§ **Task prompt**
Count the lines in the material that contain the word "cucumber", treating uppercase and lowercase letters as different. Give only the number.

§ **Task input**
####################

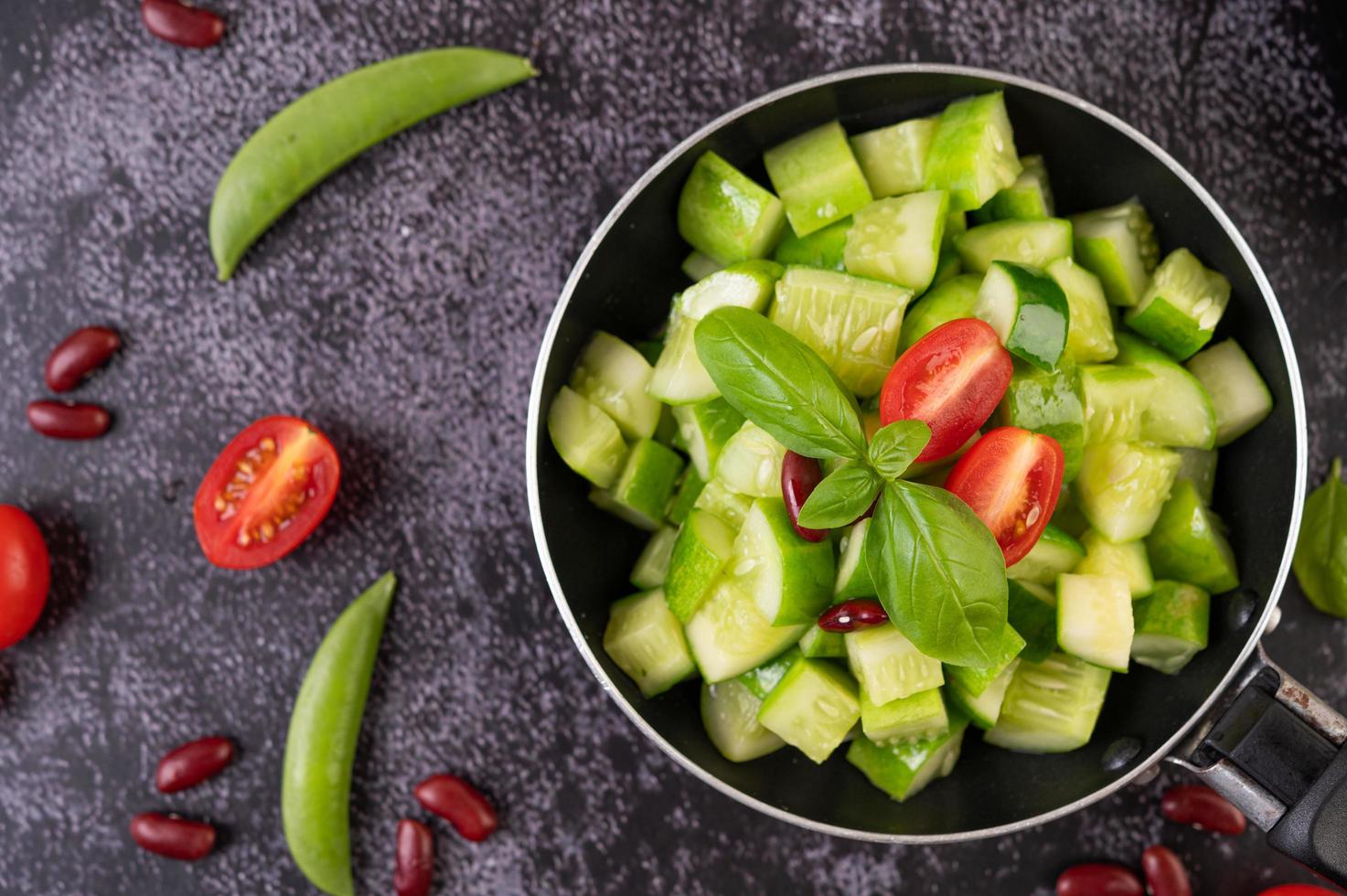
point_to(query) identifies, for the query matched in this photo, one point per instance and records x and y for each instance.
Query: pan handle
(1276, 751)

####################

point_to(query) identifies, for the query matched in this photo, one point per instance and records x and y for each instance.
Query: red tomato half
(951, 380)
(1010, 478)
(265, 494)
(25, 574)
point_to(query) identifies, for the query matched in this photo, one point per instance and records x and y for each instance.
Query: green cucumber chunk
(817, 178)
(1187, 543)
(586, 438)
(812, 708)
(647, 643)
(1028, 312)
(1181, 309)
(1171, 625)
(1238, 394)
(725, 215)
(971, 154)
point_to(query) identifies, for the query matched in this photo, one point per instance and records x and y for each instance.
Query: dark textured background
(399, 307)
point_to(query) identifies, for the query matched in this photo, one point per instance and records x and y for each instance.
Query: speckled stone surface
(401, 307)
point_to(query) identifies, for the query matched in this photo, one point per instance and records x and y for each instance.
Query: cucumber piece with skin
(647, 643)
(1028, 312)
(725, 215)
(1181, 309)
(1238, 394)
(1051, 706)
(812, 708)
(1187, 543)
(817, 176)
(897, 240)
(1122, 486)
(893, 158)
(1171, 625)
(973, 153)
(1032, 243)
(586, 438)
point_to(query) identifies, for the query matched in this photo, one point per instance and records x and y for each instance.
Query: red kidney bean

####################

§ **Task output**
2